> **Exercises**:
**A)** Print the part of the Bharath biography between "He married childhood" and "Debut success (2003–2009)", inclusive.
**B)** Switch "instance" to "object" in the entries, between the line holding "target: high-rise building" and the end of the entries, inclusive. Return only those lines, with everything else left unchanged.

> **Page**:
## start
Bharath Srinivasan (born 21 July 1983), known professionally as Bharath, is an Indian actor, who works predominantly in Tamil cinema. He has mainly acted in Tamil films, along with few films in Malayalam, Hindi and Telugu.

He made his acting debut in 2003 with S. Shankar's Boys. He then appeared in the Jayaraj-directed Malayalam vigilante film 4 the People (2004) which was a musical hit and a blockbuster in Kerala. Then, he played the negative character in Chellamae (2004).

He received his breakthrough as the lead in the Tamil film Kaadhal (2004). Some of his other notable films include Pattiyal (2006), Em Magan (2006), Veyil (2006), Pazhani (2008), Kanden Kadhalai (2009), Vaanam (2011), Ainthu Ainthu Ainthu (2013) and Kaalidas (2019).

Early and personal life
Bharath was born as Bharath Srinivasan on 21 July 1983 in Trichy, Tamil Nadu, India. He is a trained dancer by profession and joined Swingers International Dance Club when he was 11 years old. He did his schooling at DAV Senior Secondary School, he's also a football fan. Bharath has a younger sister, Preethi. His mother tongue is Tamil.

He married childhood friend Jeshly, a Malayali dentist based in Dubai, on 9 September 2013 in Chennai. He has twin boys who were born in August 2018.

Career

Debut success (2003–2009)
## end
> **Data listing**:
## start
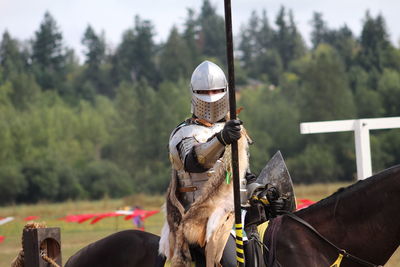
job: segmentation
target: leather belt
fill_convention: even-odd
[[[197,191],[197,186],[186,186],[186,187],[179,187],[178,191],[181,193],[187,193],[187,192],[194,192]]]

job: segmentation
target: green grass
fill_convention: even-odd
[[[345,183],[315,184],[310,186],[295,185],[297,198],[308,198],[318,201],[335,192],[338,188],[347,186]],[[36,205],[16,205],[0,207],[0,217],[13,216],[15,220],[0,226],[0,235],[6,236],[0,243],[0,267],[10,266],[10,262],[21,249],[21,234],[25,225],[23,218],[40,216],[39,222],[45,222],[48,227],[60,227],[63,264],[80,248],[99,240],[116,231],[133,229],[132,222],[122,217],[106,218],[90,225],[90,221],[82,224],[67,223],[58,218],[69,214],[97,213],[114,211],[118,208],[139,205],[142,208],[160,209],[163,203],[162,196],[135,195],[124,199],[103,199],[100,201],[68,201],[64,203],[40,203]],[[145,221],[146,231],[160,234],[163,224],[163,214],[160,212]],[[399,266],[400,251],[397,251],[385,267]],[[397,263],[397,264],[396,264]]]

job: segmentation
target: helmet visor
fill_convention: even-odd
[[[226,88],[212,89],[212,90],[193,90],[193,95],[208,103],[216,102],[223,98],[226,94]]]

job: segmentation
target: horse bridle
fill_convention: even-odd
[[[293,219],[294,221],[304,225],[305,227],[307,227],[309,230],[311,230],[315,235],[317,235],[321,240],[323,240],[324,242],[326,242],[327,244],[329,244],[330,246],[332,246],[333,248],[336,249],[337,253],[339,255],[343,255],[344,258],[347,258],[349,260],[352,260],[354,262],[357,262],[361,265],[364,266],[369,266],[369,267],[383,267],[382,265],[376,265],[373,264],[371,262],[368,262],[366,260],[360,259],[357,256],[354,256],[350,253],[348,253],[346,250],[339,248],[338,246],[336,246],[335,244],[333,244],[331,241],[329,241],[328,239],[326,239],[326,237],[324,237],[323,235],[321,235],[311,224],[309,224],[308,222],[306,222],[305,220],[303,220],[302,218],[298,217],[297,215],[291,213],[291,212],[283,212],[284,215],[288,216],[289,218]]]

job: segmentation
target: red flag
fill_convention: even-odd
[[[299,199],[297,200],[297,210],[307,208],[308,206],[314,204],[315,202],[309,199]]]
[[[33,220],[37,220],[39,219],[39,216],[28,216],[26,218],[24,218],[24,221],[33,221]]]

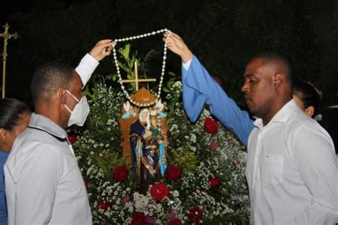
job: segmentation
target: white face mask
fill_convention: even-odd
[[[75,106],[73,112],[67,107],[63,105],[66,108],[71,112],[71,117],[68,121],[68,126],[70,127],[72,125],[76,125],[82,127],[89,114],[89,105],[88,105],[87,98],[86,96],[83,96],[81,100],[78,100],[74,95],[73,95],[68,90],[67,93],[71,95],[77,102],[78,104]]]

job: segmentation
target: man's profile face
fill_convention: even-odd
[[[261,58],[252,59],[245,68],[242,91],[250,112],[260,118],[269,113],[273,104],[274,70],[271,64],[264,64]]]

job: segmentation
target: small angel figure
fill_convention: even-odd
[[[135,111],[129,101],[123,103],[123,108],[126,110],[126,113],[122,115],[122,119],[129,119],[130,116],[135,116]]]
[[[167,116],[167,114],[163,112],[163,109],[164,109],[164,105],[161,103],[160,99],[156,100],[155,103],[155,107],[156,110],[158,112],[160,118],[165,117]]]

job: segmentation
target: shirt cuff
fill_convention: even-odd
[[[89,53],[86,53],[86,56],[82,58],[78,67],[75,69],[75,71],[80,75],[82,84],[83,85],[83,87],[84,87],[88,80],[89,80],[91,74],[94,72],[98,63],[98,61]]]
[[[188,70],[189,70],[189,68],[190,67],[190,64],[191,64],[191,61],[193,61],[193,58],[192,57],[188,62],[186,62],[185,63],[183,63],[183,67],[185,69],[185,70],[188,71]]]

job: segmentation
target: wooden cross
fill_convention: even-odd
[[[138,83],[141,82],[153,82],[156,81],[156,79],[138,79],[138,63],[135,62],[135,80],[122,80],[122,83],[136,83],[136,91],[138,90]]]
[[[16,39],[19,37],[19,35],[16,32],[14,34],[11,34],[9,33],[9,26],[6,23],[5,26],[3,26],[5,28],[5,31],[2,33],[0,33],[0,37],[4,38],[4,52],[2,53],[2,98],[5,98],[5,88],[6,88],[6,61],[7,58],[7,44],[8,39],[11,38],[14,38]]]

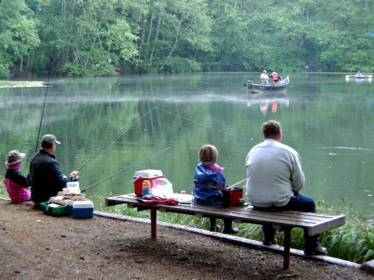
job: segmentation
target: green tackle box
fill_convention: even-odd
[[[40,203],[41,210],[45,214],[61,217],[67,216],[73,214],[73,207],[72,205],[61,205],[49,202],[42,202]]]

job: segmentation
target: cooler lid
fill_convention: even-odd
[[[83,200],[82,201],[74,201],[73,202],[73,208],[93,208],[94,203],[91,200]]]
[[[153,178],[160,176],[162,176],[162,172],[160,170],[154,170],[153,169],[137,171],[134,174],[134,177],[141,176],[142,178]]]

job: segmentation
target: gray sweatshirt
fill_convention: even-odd
[[[274,139],[266,139],[251,149],[246,169],[246,195],[254,206],[284,206],[305,182],[299,154]]]

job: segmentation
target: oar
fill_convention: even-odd
[[[227,187],[227,189],[231,189],[233,187],[235,187],[237,185],[239,185],[239,184],[240,184],[241,183],[243,183],[245,181],[247,181],[247,178],[246,178],[245,179],[243,179],[243,180],[242,180],[242,181],[240,181],[239,182],[238,182],[237,183],[235,183],[235,184],[233,184],[233,185],[231,185],[231,186]]]
[[[149,156],[149,157],[148,157],[148,158],[144,158],[144,159],[143,159],[142,160],[141,160],[141,161],[138,161],[138,162],[137,162],[137,163],[134,163],[134,164],[133,164],[132,165],[130,165],[130,166],[129,166],[129,167],[126,167],[126,168],[124,168],[124,169],[122,169],[122,170],[121,170],[121,171],[118,171],[118,172],[117,172],[117,173],[114,173],[114,174],[113,174],[113,175],[111,175],[109,176],[109,177],[107,177],[107,178],[105,178],[105,179],[104,179],[103,180],[101,180],[101,181],[99,181],[99,182],[97,182],[97,183],[96,183],[94,184],[94,185],[93,185],[92,186],[90,186],[90,187],[89,187],[88,188],[86,188],[86,189],[85,189],[84,190],[82,190],[82,191],[81,191],[81,193],[83,193],[83,192],[86,192],[86,191],[87,191],[87,190],[88,190],[89,189],[91,189],[91,188],[92,188],[93,187],[94,187],[94,186],[96,186],[96,185],[98,185],[98,184],[100,184],[100,183],[102,183],[102,182],[104,182],[104,181],[105,181],[105,180],[108,180],[108,179],[110,179],[110,178],[112,178],[112,177],[113,177],[113,176],[116,176],[116,175],[117,175],[117,174],[120,174],[121,172],[124,172],[124,171],[125,171],[125,170],[127,170],[127,169],[129,169],[129,168],[132,168],[132,167],[134,167],[135,166],[136,166],[136,165],[138,165],[138,164],[141,164],[141,163],[142,163],[143,162],[145,162],[145,161],[146,161],[146,160],[149,160],[149,159],[152,159],[152,158],[153,158],[153,157],[156,157],[156,156],[157,156],[157,155],[158,155],[158,154],[160,154],[161,153],[162,153],[162,152],[164,152],[165,151],[166,151],[166,150],[167,150],[167,149],[170,149],[170,148],[171,148],[171,146],[169,146],[169,147],[168,147],[167,148],[165,148],[165,149],[164,149],[163,150],[162,150],[160,151],[159,152],[157,152],[157,153],[156,153],[156,154],[154,154],[152,155],[152,156]]]

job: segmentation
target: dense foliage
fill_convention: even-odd
[[[374,71],[374,0],[0,0],[0,77]]]

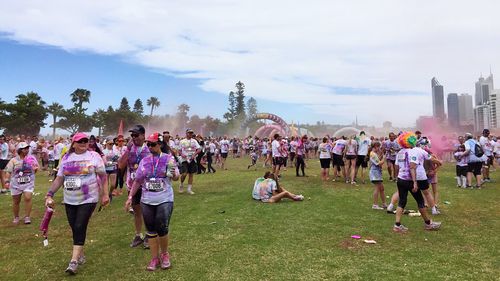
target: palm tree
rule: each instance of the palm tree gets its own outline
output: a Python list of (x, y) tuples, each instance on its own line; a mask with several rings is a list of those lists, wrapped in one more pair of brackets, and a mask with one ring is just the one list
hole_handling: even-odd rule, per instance
[(157, 97), (150, 97), (147, 101), (146, 101), (146, 104), (148, 106), (151, 106), (151, 114), (150, 114), (150, 117), (153, 117), (153, 110), (155, 109), (155, 107), (158, 107), (160, 106), (160, 101), (158, 100)]
[(76, 89), (70, 96), (71, 101), (76, 103), (76, 107), (80, 110), (84, 102), (90, 101), (90, 91), (87, 89)]
[(64, 110), (64, 107), (57, 103), (53, 102), (51, 105), (47, 107), (47, 112), (52, 114), (52, 139), (56, 139), (56, 122), (57, 122), (57, 117), (61, 115), (62, 111)]

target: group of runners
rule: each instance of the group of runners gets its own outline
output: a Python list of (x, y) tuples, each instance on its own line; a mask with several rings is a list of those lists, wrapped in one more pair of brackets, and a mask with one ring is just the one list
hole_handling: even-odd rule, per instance
[[(142, 125), (134, 126), (129, 133), (130, 136), (107, 137), (102, 142), (81, 132), (68, 139), (59, 138), (55, 143), (36, 142), (24, 136), (19, 139), (0, 136), (0, 179), (2, 190), (10, 190), (12, 195), (14, 224), (31, 223), (31, 200), (40, 162), (42, 169), (54, 176), (46, 195), (46, 206), (54, 207), (54, 195), (63, 187), (63, 202), (73, 233), (71, 260), (66, 269), (70, 274), (75, 274), (78, 266), (86, 261), (83, 247), (96, 205), (100, 202), (106, 206), (113, 196), (120, 196), (124, 183), (128, 191), (124, 208), (134, 215), (135, 236), (130, 246), (142, 245), (150, 249), (148, 270), (169, 268), (173, 182), (180, 180), (179, 193), (193, 195), (194, 175), (215, 173), (214, 159), (218, 167), (228, 169), (226, 159), (230, 155), (235, 158), (250, 156), (248, 168), (257, 167), (259, 159), (264, 167), (272, 167), (272, 172), (266, 172), (255, 182), (254, 199), (269, 203), (283, 198), (302, 201), (304, 196), (281, 186), (281, 171), (287, 166), (295, 166), (296, 176), (306, 176), (307, 160), (317, 156), (324, 182), (342, 180), (357, 186), (358, 182), (365, 183), (368, 170), (374, 186), (372, 208), (388, 212), (395, 209), (395, 232), (407, 231), (401, 218), (408, 193), (417, 202), (424, 228), (436, 230), (440, 227), (440, 223), (430, 219), (427, 207), (432, 214), (439, 214), (438, 169), (442, 161), (432, 152), (429, 139), (418, 131), (415, 134), (390, 133), (379, 138), (360, 132), (348, 137), (325, 136), (312, 140), (307, 135), (287, 138), (279, 134), (273, 135), (272, 140), (204, 138), (191, 129), (186, 130), (183, 138), (172, 138), (168, 131), (146, 135)], [(492, 137), (487, 129), (477, 139), (471, 134), (458, 137), (453, 154), (457, 186), (479, 189), (490, 181), (490, 168), (500, 161), (499, 143), (500, 140)], [(311, 162), (307, 163), (311, 168)], [(389, 181), (397, 184), (397, 191), (388, 205), (383, 185), (384, 165)], [(330, 179), (330, 167), (333, 167), (333, 179)], [(21, 220), (22, 197), (25, 216)]]

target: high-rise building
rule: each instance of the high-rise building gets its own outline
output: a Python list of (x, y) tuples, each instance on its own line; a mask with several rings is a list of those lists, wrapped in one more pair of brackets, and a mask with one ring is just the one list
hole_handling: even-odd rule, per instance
## end
> **The results**:
**A)**
He married childhood friend Jeshly, a Malayali dentist based in Dubai, on 9 September 2013 in Chennai. He has twin boys who were born in August 2018.

Career

Debut success (2003–2009)

**B)**
target: high-rise building
rule: each object of the high-rise building gets its own outline
output: a Python list of (x, y) tuples, each object on its own line; a mask with several rings is a list of those lists, wrapped in one more pair of brackets, and a mask with one ring is just the one list
hole_handling: even-odd rule, per object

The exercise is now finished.